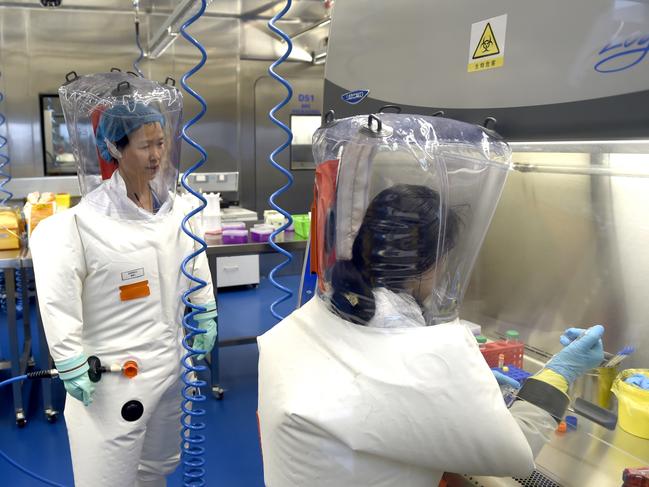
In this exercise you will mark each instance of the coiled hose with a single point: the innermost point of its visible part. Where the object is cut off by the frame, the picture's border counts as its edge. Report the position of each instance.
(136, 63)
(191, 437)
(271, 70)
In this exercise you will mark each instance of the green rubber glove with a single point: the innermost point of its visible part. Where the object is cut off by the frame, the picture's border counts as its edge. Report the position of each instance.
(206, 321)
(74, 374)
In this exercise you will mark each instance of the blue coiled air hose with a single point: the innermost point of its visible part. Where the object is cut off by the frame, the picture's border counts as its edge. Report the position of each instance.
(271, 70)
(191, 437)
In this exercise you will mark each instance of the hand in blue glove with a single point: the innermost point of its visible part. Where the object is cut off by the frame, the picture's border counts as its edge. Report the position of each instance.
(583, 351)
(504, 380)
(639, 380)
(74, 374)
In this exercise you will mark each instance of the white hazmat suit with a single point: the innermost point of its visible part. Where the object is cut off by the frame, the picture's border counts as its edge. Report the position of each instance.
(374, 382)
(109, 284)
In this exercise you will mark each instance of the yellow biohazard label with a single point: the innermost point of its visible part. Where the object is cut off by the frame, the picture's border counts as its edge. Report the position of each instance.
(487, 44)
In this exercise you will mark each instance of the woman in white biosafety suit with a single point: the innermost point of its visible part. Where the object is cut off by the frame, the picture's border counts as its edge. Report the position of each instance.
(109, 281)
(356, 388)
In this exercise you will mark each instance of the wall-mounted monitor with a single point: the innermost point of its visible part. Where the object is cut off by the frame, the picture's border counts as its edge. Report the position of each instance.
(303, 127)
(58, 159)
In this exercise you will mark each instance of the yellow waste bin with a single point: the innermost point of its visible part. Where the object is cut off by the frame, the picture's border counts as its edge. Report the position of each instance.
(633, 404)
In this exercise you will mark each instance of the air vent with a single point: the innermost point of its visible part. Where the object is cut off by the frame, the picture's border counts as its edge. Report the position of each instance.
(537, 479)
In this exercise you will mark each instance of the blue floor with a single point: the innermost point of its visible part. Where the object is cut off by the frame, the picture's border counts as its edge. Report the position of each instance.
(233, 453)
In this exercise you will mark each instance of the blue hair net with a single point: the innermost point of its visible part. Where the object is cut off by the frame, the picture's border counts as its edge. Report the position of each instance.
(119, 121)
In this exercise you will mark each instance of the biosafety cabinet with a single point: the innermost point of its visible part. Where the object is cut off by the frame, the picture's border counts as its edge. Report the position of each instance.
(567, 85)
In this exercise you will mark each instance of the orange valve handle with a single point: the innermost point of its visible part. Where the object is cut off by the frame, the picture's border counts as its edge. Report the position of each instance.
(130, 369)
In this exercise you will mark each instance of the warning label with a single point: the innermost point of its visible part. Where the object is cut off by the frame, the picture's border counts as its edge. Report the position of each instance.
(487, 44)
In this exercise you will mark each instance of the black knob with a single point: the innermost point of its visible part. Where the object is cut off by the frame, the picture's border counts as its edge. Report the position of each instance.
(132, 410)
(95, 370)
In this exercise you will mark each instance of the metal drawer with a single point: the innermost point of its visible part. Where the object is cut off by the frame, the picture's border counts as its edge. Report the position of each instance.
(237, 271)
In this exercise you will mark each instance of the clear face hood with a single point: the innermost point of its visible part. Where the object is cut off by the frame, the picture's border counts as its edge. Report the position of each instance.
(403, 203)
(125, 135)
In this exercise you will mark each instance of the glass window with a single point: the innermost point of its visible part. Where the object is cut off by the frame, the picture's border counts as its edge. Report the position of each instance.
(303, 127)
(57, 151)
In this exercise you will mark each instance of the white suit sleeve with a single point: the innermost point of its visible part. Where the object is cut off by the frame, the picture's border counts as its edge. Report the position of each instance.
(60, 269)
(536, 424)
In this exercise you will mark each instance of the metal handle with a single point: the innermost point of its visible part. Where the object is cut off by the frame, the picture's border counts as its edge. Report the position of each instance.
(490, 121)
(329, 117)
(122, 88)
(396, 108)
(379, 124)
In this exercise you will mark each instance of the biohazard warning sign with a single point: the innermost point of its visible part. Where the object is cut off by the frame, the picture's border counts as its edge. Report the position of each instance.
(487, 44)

* **THE PROBLEM**:
Convert all of the material above into a JSON list of strings, with one string per line and no entries for blank lines. Leave the pictures out.

* **SOLUTION TO THE PROBLEM**:
[
  "In this exercise you will mark each instance of the coiled hose with a single point: the innermost point of its visible part. Where the object is cut off by the frame, the picture's border counts as its edge. Report the position of each instance.",
  "(136, 63)",
  "(191, 437)",
  "(271, 70)",
  "In this exercise you will mark each instance of the green rubber glove with a single point: the innermost point of its visible part. Where the object is cut off by the frame, the picture's border counts as its edge. Report the position of each instance.",
  "(206, 321)",
  "(74, 374)",
  "In this exercise you will mark each instance of the blue coiled air hose with a single point: the innermost point of its visible part. Where the object is cut off by the frame, the picture's border counts as its edge. Report the position of each instance.",
  "(271, 70)",
  "(191, 437)",
  "In this exercise you will mark each instance of the hand in blue glove with a single point: the innermost point of its visible part. Where the object is cut off by the frame, the picture's border counts as its edge. Report the position of each instance.",
  "(583, 351)",
  "(504, 380)",
  "(639, 380)",
  "(74, 374)",
  "In this exercise you will mark each instance of the white hazmat suit with a single point: the innermost point of its visible part. Where the object is cut off by the frame, the picture's border counts as its edge. Report the position of each instance.",
  "(374, 382)",
  "(109, 284)",
  "In this exercise you will mark each instance of the yellow biohazard label with a single point: the innermost point of its visible part. Where the object is cut off by the frame, the picture's border counts as its edge. Report the position of each instance.",
  "(487, 44)",
  "In this exercise you will mark each instance of the woman in white biosafety suit with a single point: the innermost point of its visible part. Where the object is cut off by the frame, the picture's border counts as its edge. Report the position of each instance.",
  "(109, 281)",
  "(356, 388)",
  "In this exercise you will mark each instance of the wall-mounted monitor with a single point: the innermost point of its visible part. Where the object is cut off by the frame, the picture's border counts as its edge. Report the position of each instance.",
  "(303, 127)",
  "(58, 159)",
  "In this exercise you will mark each instance of the yellow waste bin with a single point: the innermost point of its visible part. Where the object is cut off by the frame, the picture's border counts as its edge. Report the position of each instance.",
  "(633, 404)",
  "In this exercise you will mark each instance of the air vent with a single point: the innermost point of its visible part. Where the object is cut off by the frame, the picture's border counts as its edge. Report the position of each instance.",
  "(537, 479)",
  "In this exercise you will mark each instance of the blue floor with a single point: the innermost point of its visible part. Where the object is cut off by the frame, the picture's border counts as its edge. Report the position of each instance.",
  "(233, 453)",
  "In this exercise you will mark each instance of the blue hair net with a single point: the innermost point of its visible part. Where the object is cut off by the frame, the picture's border counts as its edge. Report the position of each instance.",
  "(119, 121)",
  "In this exercise you will mark each instance of the biosafety cabinet with a single point: the innermost point of its visible part. Where the object is cut off by the frame, the picture's border counts as its edge. Report the position of each instance.",
  "(567, 85)",
  "In this exercise you will mark each instance of the orange valve handle with a single point: the innermost point of its visible part. Where the object is cut off by the frame, the picture's border counts as its edge. Report the position of each instance.",
  "(130, 369)",
  "In this exercise you will mark each instance of the warning label with a single point: the innermost point of its visible part. Where the object is cut off by the frame, the picture's border counts as its edge. Report the position of each instance.",
  "(487, 44)",
  "In this exercise you will mark each instance of the black knob with a single point: the innermost point of its visible part. Where the object is cut off by the frame, the picture's border counts as its edge. Report the position of each instance.",
  "(132, 410)",
  "(95, 370)",
  "In this exercise you will mark each instance of the metal drawer with a single point: the innermost point of its visible part. Where the object is cut off by the frame, the picture's border counts as its edge. Report the position of each instance.",
  "(237, 271)",
  "In this exercise you will mark each instance of the clear face hood with a single point: the innermost point of its visible part. Where the object is cut off by the frame, the picture's border counts as its edge. Report the position of each instance.",
  "(403, 203)",
  "(125, 135)",
  "In this exercise you will mark each instance of the glass window with a single point: the innermost point of its visible part. Where the object is cut off by the frame, the picture's border counts as its edge. Report the position of each instance.",
  "(303, 127)",
  "(57, 151)",
  "In this exercise you will mark each instance of the white suit sleeve with a single point: the innermost point of its visible part. Where the object is cut off by the frame, the picture's border counts as its edge. Report the position of each instance.",
  "(60, 269)",
  "(536, 424)",
  "In this exercise you will mark each instance of the metal handle with a single point: the innermost point of its visible part. Where the object is cut off by the frame, the picture's border counts as its edge. Report the position of each instance.",
  "(490, 121)",
  "(329, 117)",
  "(122, 88)",
  "(396, 108)",
  "(379, 124)",
  "In this exercise you will mark each instance of the biohazard warning sign with a single point: the innermost point of its visible part. Where the object is cut off by the frame, the picture's border counts as its edge. Report the position of each instance.",
  "(487, 44)"
]